▼
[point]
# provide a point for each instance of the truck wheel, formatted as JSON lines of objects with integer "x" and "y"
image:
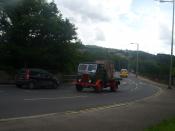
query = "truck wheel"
{"x": 113, "y": 86}
{"x": 31, "y": 85}
{"x": 54, "y": 85}
{"x": 79, "y": 88}
{"x": 99, "y": 87}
▲
=== Set exercise ===
Write out the lines above word for word, omitting the picture.

=== Result for this exercise ===
[point]
# provide a point for each instance of the truck wheel, formatted as JSON lines of objects with integer "x" and "y"
image:
query = "truck wheel"
{"x": 113, "y": 86}
{"x": 31, "y": 85}
{"x": 54, "y": 85}
{"x": 79, "y": 88}
{"x": 99, "y": 87}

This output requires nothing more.